# What this task involves
Repeat the lines from the line containing "Mark the region of every instance of the **simmered" up to and including the line containing "27], [76, 12]]".

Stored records
■ ■ ■ ■ ■

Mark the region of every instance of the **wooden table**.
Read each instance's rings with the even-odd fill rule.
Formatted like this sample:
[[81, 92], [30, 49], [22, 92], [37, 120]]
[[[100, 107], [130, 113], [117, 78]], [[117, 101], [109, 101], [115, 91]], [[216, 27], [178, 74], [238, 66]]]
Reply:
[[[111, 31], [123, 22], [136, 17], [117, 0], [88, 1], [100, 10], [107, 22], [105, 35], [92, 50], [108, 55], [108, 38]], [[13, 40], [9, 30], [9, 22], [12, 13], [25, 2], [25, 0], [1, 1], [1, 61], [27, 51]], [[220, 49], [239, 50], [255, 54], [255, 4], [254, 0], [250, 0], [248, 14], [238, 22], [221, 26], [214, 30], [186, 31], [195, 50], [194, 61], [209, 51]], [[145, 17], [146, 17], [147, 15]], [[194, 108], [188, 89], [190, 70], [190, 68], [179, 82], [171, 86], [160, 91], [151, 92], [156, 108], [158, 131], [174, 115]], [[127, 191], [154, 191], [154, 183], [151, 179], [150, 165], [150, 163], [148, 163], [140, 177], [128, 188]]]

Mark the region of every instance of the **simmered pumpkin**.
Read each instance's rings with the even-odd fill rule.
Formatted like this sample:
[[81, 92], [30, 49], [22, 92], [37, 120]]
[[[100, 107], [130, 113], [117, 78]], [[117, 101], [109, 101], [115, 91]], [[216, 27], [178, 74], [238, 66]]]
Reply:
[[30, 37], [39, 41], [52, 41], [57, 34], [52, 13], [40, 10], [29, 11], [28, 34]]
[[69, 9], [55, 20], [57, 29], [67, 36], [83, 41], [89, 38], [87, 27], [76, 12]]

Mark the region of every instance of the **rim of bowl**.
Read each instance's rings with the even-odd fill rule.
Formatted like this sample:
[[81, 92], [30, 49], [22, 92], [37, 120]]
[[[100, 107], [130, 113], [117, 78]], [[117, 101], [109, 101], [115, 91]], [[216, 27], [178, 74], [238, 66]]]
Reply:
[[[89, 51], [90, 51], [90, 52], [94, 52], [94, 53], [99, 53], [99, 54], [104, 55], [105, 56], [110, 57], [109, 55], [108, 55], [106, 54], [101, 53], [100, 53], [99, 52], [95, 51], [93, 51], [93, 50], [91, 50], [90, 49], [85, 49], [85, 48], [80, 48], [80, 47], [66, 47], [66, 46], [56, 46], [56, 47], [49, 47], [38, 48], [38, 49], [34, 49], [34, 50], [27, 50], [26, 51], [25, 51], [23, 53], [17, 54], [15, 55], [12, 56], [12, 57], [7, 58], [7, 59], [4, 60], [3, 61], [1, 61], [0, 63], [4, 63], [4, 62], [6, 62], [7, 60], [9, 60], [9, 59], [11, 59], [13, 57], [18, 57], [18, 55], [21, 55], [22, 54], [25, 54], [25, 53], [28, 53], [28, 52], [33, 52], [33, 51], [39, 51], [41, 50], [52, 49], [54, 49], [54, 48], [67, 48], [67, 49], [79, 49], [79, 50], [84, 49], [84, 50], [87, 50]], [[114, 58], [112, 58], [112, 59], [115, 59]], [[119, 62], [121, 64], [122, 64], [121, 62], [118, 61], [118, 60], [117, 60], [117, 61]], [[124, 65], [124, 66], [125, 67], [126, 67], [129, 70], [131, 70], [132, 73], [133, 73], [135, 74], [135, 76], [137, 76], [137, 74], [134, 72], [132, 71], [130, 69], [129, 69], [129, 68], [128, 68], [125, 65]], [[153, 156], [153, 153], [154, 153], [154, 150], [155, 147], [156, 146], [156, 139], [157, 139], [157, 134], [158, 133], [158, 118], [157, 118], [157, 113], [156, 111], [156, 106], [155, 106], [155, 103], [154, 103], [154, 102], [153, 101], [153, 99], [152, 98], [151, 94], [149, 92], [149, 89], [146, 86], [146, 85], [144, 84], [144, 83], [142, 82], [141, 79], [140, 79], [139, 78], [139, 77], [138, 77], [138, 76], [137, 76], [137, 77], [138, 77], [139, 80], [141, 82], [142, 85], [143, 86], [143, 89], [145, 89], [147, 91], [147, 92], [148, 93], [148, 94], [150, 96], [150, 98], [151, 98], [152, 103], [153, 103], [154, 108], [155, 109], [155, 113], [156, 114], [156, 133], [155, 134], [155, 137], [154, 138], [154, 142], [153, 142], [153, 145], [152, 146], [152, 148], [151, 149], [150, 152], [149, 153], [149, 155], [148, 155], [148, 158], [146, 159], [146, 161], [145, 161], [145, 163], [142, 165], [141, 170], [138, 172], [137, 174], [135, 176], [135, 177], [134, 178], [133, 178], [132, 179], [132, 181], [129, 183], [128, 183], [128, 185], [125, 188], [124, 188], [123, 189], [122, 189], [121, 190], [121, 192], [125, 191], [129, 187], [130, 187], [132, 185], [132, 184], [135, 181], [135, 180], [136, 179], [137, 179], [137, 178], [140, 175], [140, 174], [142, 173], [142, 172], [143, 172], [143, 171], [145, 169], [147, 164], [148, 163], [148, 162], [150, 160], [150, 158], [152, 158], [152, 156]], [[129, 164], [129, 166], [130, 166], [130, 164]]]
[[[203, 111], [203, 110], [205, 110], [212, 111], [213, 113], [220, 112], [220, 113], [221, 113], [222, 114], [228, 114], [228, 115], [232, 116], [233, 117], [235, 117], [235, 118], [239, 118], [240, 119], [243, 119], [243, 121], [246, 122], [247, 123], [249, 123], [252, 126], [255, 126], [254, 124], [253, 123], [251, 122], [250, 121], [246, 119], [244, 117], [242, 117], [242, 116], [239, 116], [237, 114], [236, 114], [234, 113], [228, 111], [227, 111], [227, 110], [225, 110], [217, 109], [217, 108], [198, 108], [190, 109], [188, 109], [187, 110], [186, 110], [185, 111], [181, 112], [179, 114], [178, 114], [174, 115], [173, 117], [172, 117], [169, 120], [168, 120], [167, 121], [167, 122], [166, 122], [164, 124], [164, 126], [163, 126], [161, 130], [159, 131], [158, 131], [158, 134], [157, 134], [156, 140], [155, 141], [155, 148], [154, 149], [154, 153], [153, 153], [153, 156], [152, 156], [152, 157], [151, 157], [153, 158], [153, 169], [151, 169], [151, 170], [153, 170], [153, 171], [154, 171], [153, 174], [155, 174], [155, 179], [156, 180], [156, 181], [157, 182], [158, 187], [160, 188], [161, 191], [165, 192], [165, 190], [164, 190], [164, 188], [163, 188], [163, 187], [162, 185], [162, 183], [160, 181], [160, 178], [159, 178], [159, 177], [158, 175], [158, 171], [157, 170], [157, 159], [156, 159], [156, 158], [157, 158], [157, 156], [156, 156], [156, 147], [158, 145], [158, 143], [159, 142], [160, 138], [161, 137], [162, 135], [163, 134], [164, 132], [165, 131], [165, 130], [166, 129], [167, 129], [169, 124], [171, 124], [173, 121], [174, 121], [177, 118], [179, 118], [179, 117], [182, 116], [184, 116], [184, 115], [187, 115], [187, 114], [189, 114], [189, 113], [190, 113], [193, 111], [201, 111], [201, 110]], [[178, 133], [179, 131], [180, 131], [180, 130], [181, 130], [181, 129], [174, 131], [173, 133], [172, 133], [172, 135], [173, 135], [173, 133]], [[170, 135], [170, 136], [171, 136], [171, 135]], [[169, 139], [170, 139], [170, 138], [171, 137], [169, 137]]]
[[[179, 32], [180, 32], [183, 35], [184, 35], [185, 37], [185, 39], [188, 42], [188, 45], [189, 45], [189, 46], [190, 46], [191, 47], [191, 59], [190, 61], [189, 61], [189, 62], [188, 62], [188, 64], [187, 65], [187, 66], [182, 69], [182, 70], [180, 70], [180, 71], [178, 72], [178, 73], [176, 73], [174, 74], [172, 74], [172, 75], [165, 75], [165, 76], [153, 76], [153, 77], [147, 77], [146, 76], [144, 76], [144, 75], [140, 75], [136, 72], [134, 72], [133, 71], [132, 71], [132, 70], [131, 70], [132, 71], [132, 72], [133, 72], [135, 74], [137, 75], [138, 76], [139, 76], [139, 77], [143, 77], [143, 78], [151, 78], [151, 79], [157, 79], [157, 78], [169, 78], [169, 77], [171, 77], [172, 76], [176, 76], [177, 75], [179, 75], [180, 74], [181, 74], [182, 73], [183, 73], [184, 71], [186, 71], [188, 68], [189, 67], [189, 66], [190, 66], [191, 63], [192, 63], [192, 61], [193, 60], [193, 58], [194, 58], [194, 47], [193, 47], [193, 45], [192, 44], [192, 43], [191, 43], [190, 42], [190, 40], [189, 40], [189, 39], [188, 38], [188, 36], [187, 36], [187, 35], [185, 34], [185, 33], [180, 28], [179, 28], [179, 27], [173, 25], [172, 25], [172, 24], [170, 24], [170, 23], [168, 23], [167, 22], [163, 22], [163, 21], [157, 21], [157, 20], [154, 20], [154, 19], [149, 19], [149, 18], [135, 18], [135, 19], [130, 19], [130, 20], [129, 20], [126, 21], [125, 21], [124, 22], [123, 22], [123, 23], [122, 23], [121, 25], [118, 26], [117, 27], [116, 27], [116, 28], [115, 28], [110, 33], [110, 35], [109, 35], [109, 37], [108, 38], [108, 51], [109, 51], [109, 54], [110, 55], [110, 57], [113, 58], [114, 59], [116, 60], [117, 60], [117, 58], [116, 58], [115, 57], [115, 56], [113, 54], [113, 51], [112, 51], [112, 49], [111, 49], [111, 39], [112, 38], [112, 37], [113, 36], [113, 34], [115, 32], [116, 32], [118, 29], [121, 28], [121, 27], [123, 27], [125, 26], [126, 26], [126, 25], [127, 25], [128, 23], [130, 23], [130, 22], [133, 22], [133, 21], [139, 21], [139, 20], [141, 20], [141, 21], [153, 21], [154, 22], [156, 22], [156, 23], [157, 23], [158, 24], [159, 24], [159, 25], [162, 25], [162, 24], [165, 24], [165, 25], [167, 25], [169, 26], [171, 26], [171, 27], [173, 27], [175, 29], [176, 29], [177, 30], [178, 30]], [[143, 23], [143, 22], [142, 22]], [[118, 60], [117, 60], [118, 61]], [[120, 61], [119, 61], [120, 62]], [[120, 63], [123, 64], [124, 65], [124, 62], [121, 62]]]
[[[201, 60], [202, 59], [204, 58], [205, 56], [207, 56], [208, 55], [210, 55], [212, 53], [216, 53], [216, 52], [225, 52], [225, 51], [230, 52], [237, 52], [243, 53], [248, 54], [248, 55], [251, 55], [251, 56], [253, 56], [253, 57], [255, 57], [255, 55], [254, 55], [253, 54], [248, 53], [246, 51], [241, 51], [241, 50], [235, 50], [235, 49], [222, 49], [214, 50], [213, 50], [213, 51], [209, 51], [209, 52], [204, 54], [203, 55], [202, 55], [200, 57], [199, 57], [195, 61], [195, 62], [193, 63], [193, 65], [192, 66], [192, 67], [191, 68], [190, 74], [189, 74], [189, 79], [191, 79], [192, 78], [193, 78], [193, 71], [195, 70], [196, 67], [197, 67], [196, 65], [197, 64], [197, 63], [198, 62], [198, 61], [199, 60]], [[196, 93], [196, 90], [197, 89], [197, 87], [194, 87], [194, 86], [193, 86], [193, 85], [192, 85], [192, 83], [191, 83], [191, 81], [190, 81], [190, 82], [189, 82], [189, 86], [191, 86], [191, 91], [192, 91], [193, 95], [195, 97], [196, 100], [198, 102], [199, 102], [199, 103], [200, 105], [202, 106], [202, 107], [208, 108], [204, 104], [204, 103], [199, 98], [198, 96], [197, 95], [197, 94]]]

■ ■ ■ ■ ■

# Result
Mark the region of every instance of the **simmered pumpkin**.
Read each instance's rings with the even-odd fill rule.
Formatted like this sample:
[[81, 92], [30, 49], [22, 92], [37, 120]]
[[[100, 107], [130, 113], [117, 78]], [[117, 101], [109, 101], [115, 91]], [[216, 27], [178, 74], [238, 66]]]
Reply:
[[30, 37], [39, 41], [52, 41], [57, 34], [52, 13], [40, 10], [29, 11], [28, 34]]
[[69, 9], [55, 20], [57, 29], [67, 36], [83, 41], [89, 38], [87, 27], [76, 12]]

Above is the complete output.